_What the task requires_
In the provided passage about starting statin medication, how long does the walk from St. Luke's Hospital to the Uptown Mall take?

16 Therefore we do not lose heart. Though outwardly we are wasting away, yet inwardly we are being renewed day by day. 2 Cor 4:16
Rosuvastatin, 10 mg, Metronidazole forte and Cefuroxime are the latest pills prescribed for my health issues aside from the maintenance drug Levothyroxine for my thyroid, and Caltrate plus and vitamin D to prevent osteoporosis. The statin which the cardiologist always prescribed since 2019 but I had refused to ever take, has finally earned a slot in my pill box. This requires an adjustment of the budget for medicine, which currently covers only the multi-vitamins and the thyroid pill.
The side effects of a statin drug according to ‘concerned’ YOUTUBERs are muscle pain and weakness. Proponents of the Keto Diet argue that taking this lowering cholesterol drug will actually cause an imbalance in the body’s cholesterol levels, and will make it worse. Yet my doctor insists that I take it because my blood pressure stays up at 140 over 90 and goes even higher.
Should you panic about your current health condition, considering how it has been in the past?
Walking from ST. Luke’s Hospital to the Uptown Mall takes twenty minutes. I paced normally, with no issues, no dizziness, no nausea, no muscle pain, no nothing. This time of blogging [9:06-10:25 PM] attests to my feeling healthy, because while crafting this article was slow and tedious, I had enough energy to stay awake and write to the end.

_Data supplied_
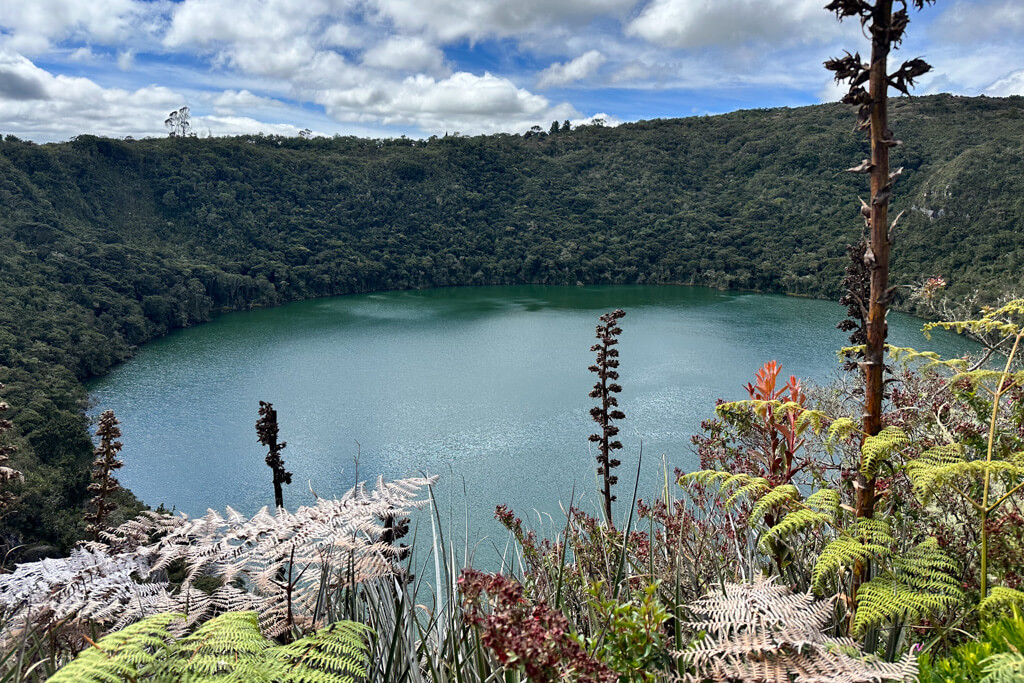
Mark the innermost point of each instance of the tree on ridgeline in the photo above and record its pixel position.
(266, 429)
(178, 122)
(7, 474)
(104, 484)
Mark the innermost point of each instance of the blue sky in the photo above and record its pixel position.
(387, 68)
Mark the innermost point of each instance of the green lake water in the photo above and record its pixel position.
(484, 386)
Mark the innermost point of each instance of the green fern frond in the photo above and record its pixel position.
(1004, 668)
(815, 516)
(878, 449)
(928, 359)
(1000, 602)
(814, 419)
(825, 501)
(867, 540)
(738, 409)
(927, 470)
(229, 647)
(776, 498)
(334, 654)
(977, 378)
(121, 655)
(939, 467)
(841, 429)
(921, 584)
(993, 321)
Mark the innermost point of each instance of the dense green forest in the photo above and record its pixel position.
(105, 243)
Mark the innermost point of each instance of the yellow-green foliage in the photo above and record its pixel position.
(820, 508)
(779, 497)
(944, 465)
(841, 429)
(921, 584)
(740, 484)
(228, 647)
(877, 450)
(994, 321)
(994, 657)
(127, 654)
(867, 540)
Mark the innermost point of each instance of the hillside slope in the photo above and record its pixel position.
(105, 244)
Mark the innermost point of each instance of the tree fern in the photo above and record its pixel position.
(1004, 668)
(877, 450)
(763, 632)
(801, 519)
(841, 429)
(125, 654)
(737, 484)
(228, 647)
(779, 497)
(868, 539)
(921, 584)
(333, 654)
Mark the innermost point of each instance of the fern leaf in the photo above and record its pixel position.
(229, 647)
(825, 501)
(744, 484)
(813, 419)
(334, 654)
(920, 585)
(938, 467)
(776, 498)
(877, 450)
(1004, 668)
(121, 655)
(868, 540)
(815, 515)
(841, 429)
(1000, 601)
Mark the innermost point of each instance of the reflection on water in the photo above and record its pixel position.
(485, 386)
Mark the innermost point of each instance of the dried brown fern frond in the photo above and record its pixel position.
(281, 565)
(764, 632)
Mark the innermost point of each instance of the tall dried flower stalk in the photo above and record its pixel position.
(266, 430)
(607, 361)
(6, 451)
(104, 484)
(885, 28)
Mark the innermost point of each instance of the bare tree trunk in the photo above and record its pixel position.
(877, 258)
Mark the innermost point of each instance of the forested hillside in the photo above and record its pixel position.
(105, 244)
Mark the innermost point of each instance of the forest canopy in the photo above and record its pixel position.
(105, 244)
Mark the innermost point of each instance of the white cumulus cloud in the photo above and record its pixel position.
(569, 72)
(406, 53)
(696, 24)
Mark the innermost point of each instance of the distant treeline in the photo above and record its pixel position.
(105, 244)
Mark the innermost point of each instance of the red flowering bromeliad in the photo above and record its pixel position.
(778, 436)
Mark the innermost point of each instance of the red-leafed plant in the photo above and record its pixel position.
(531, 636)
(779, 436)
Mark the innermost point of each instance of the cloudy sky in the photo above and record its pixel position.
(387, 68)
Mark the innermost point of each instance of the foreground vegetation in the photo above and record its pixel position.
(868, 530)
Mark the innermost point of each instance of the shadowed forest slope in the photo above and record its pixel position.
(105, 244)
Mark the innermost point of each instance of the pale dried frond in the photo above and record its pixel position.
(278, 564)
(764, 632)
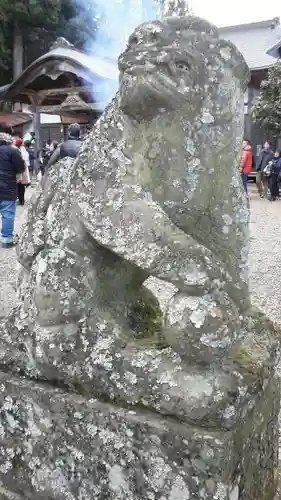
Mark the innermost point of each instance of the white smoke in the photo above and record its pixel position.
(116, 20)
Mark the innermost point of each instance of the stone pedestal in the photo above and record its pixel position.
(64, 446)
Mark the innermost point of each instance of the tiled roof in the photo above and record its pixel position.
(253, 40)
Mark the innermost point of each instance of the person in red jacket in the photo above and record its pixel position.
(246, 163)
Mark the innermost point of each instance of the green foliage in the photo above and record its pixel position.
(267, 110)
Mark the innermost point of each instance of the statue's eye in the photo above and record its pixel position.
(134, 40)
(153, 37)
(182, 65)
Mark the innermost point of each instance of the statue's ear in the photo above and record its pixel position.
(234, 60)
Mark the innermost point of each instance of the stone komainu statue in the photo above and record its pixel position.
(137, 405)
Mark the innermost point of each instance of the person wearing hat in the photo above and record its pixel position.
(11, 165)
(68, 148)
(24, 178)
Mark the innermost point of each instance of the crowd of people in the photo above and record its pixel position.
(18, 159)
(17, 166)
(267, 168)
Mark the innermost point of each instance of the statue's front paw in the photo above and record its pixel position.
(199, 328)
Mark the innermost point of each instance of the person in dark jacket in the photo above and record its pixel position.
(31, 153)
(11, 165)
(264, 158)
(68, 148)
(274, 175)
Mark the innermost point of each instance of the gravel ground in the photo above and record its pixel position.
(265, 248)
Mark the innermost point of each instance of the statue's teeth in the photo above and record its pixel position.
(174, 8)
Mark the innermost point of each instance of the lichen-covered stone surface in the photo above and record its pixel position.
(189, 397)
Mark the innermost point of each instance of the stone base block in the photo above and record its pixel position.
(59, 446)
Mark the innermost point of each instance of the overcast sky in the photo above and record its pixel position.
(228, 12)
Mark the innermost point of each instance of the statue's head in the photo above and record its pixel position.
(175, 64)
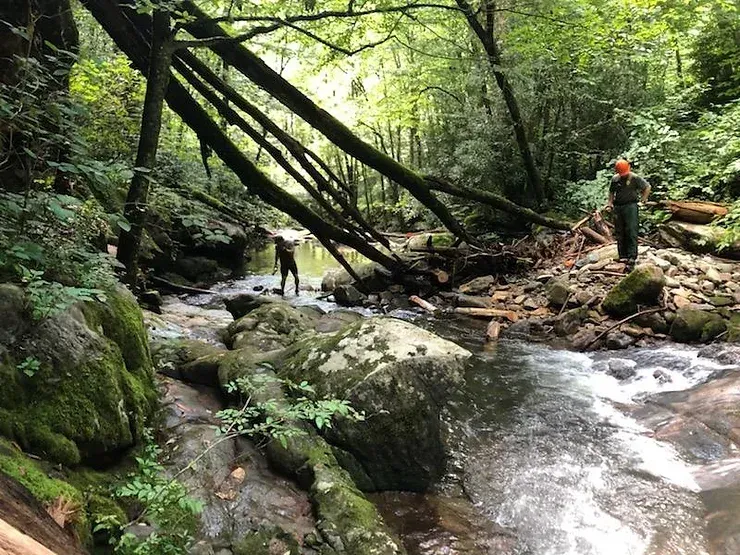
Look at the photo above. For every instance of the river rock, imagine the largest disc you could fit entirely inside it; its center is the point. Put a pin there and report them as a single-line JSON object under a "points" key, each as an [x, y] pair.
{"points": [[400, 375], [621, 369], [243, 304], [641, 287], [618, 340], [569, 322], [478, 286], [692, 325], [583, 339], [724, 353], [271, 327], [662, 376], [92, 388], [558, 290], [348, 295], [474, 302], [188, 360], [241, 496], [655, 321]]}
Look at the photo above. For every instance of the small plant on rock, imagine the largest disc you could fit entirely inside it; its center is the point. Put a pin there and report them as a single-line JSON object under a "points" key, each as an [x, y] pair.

_Answer to the exercise_
Twenty minutes.